Travail demandé —
**1.** Dans le texte sur la QPC, recopiez le passage qui commence à « La Cour rappelle également » et se termine à « de mesures provisoires. ».
**2.** Répondez à ces questions sur le texte sur la QPC :
(a) De quels accords la disposition contestée est-elle issue dans sa rédaction actuelle ?
(b) Quel article de la Directive 2004/48 CE reprend à l’identique cette disposition ?
(c) Aux risques et périls de qui l’exécution d’une décision à titre provisoire a-t-elle toujours lieu ?
**3.** Comment traduire en anglais cette phrase du texte sur la QPC : « Ainsi, l’article L.615-3 du Code de la propriété intellectuelle et l’article 31 de la loi du 9 juillet 1991 sont tout à fait conciliables selon l’analyse de la Cour. » ?

Extrait du texte —
============

Si la Cour reconnaît que la disposition contestée est applicable au litige et qu’elle n’a pas d’ores et déjà été déclarée conforme à la Constitution (deux des trois conditions à la recevabilité de la QPC étant remplies), elle va en revanche rejeter son caractère sérieux.
La Cour rappelle tout d’abord que la disposition contestée dans sa rédaction actuelle est issue des accords de l’OMC sur les aspects de propriété intellectuelle (accords ADPIC) ratifiés par la France. L’article 50 Point 7 des accords prévoit que lorsqu’il est constaté après l’exécution de mesures provisoires qu’il n’y a pas eu atteinte à un droit de propriété intellectuelle, le juge est habilité à ordonner au demandeur de réparer le préjudice causé par ces mesures.
Cette disposition a été reprise à l’identique par l’article 9 point 7 de la Directive 2004/48 CE, elle-même retranscrite à l’article L.615-3 du Code de la propriété intellectuelle précisant que l’exécution des mesures provisoires peut être subordonnée à la constitution par le demandeur de garanties destinées à assurer l’indemnisation éventuelle du défendeur si l’action en contrefaçon est jugée non fondée a posteriori.
La Cour considère que cette possibilité d’indemnisation doit être également ouverte aux défendeurs qui n’auraient pas demandé ou obtenu cette garantie car l’inverse constituerait une atteinte à l’égalité entre les justiciables (justement invoquée par le licencié). Ainsi, l’article L.615-3 du Code de la propriété intellectuelle et l’article 31 de la loi du 9 juillet 1991 sont tout à fait conciliables selon l’analyse de la Cour.
La Cour rappelle également que si le titre permet au titulaire de droit d’agir en référé, il n’en reste pas moins que l’exécution d’une décision à titre provisoire a toujours lieu aux risques et périls de celui qui la poursuit. Ainsi, il n’y a pas rupture d’égalité devant la justice, dans la mesure où la réparation du préjudice subi par le présumé contrefacteur, même en l’absence de faute du demandeur à l’action, n’est qu’une contrepartie des dispositions permettant l’exécution de mesures provisoires.

============

(Éléments de données)
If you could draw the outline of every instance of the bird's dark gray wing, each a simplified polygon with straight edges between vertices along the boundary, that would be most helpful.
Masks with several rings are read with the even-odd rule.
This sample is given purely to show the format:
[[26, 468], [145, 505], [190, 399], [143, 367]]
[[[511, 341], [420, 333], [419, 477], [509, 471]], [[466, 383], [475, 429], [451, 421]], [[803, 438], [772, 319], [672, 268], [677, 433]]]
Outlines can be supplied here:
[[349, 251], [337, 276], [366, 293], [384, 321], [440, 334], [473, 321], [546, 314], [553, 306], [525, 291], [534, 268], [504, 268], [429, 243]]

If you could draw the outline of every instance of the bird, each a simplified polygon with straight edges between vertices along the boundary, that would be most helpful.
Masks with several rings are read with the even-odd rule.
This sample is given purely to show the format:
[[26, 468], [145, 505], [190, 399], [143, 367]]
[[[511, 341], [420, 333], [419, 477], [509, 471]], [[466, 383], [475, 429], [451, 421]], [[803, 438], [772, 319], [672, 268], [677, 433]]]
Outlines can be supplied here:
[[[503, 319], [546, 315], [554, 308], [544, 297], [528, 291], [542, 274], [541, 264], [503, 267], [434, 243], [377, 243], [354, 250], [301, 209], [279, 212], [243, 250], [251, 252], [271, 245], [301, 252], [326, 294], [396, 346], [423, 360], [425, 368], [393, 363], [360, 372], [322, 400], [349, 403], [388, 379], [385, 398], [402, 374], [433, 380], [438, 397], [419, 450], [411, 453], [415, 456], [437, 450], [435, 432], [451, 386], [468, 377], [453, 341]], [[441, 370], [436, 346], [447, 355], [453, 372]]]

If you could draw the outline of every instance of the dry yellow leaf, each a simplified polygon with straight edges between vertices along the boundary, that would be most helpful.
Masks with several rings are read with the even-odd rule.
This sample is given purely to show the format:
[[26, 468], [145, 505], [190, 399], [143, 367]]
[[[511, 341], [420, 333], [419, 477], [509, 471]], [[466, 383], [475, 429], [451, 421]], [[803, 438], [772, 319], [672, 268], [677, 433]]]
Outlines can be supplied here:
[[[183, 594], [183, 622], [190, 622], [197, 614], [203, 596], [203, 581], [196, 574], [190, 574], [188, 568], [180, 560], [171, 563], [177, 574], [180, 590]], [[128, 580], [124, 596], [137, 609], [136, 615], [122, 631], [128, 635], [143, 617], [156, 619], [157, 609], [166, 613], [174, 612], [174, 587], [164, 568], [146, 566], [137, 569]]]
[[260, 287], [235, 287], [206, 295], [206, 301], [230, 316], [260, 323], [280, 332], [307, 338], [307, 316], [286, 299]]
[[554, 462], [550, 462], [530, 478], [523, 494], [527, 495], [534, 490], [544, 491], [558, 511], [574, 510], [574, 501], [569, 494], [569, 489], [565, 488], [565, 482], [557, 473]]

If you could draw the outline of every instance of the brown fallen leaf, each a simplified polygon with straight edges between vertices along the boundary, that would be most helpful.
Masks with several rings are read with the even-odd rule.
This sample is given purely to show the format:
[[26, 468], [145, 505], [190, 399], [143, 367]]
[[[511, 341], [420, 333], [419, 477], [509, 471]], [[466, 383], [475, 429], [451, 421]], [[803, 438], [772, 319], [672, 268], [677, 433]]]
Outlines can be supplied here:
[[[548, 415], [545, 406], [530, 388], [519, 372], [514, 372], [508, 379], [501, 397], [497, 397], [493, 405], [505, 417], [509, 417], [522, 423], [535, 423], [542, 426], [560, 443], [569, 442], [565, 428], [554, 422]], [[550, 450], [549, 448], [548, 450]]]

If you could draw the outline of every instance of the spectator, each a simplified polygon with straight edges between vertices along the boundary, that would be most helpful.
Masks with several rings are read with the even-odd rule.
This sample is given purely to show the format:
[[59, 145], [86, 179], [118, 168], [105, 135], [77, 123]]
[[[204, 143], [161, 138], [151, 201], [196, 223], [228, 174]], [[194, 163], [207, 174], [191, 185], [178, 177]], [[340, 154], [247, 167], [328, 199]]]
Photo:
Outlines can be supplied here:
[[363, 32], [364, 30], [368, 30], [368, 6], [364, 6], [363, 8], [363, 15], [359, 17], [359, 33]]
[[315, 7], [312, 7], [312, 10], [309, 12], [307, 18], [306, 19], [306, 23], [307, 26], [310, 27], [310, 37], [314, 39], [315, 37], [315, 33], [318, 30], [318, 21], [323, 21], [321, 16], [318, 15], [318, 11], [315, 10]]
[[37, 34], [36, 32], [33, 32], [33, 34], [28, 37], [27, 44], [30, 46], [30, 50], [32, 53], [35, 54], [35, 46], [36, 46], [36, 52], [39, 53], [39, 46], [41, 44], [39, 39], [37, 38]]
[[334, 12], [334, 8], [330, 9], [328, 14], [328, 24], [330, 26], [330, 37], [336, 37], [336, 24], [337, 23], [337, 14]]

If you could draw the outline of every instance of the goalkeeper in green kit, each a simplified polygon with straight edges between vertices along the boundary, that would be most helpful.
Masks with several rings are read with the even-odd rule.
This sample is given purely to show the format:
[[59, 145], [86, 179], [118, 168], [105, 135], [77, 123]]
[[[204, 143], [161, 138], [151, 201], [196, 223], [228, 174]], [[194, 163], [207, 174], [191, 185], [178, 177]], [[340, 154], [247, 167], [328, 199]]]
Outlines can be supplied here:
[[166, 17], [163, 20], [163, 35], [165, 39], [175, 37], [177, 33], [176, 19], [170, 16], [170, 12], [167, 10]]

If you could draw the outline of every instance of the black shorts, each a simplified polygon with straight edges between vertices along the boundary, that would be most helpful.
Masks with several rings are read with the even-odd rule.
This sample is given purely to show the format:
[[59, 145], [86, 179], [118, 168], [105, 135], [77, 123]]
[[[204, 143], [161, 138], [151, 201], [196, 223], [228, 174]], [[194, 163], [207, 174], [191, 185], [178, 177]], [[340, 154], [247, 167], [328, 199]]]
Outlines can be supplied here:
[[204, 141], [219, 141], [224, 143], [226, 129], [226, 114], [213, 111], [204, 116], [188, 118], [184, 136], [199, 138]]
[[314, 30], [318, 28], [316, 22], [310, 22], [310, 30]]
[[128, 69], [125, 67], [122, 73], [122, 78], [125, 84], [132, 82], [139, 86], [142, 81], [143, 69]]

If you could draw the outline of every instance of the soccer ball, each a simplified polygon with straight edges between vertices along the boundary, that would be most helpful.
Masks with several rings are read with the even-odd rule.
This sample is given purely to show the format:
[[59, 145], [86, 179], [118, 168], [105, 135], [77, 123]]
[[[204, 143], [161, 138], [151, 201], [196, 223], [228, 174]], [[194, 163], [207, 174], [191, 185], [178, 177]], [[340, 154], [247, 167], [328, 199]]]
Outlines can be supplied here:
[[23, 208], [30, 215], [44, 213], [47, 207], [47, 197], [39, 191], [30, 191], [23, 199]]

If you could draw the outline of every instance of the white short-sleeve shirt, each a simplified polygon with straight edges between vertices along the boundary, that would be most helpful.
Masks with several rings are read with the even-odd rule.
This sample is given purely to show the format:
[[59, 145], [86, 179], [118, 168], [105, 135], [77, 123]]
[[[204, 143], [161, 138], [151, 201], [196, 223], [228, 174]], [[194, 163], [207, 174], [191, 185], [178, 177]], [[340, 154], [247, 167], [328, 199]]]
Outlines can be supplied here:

============

Corrigé —
**1.**
La Cour rappelle également que si le titre permet au titulaire de droit d’agir en référé, il n’en reste pas moins que l’exécution d’une décision à titre provisoire a toujours lieu aux risques et périls de celui qui la poursuit. Ainsi, il n’y a pas rupture d’égalité devant la justice, dans la mesure où la réparation du préjudice subi par le présumé contrefacteur, même en l’absence de faute du demandeur à l’action, n’est qu’une contrepartie des dispositions permettant l’exécution de mesures provisoires.

**2.**
(a) Des accords de l’OMC sur les aspects de propriété intellectuelle (accords ADPIC) ratifiés par la France.
(b) L’article 9 point 7.
(c) De celui qui la poursuit.

**3.** Thus, according to the Court’s analysis, Article L.615-3 of the Intellectual Property Code and Article 31 of the Law of July 9, 1991 are entirely reconcilable.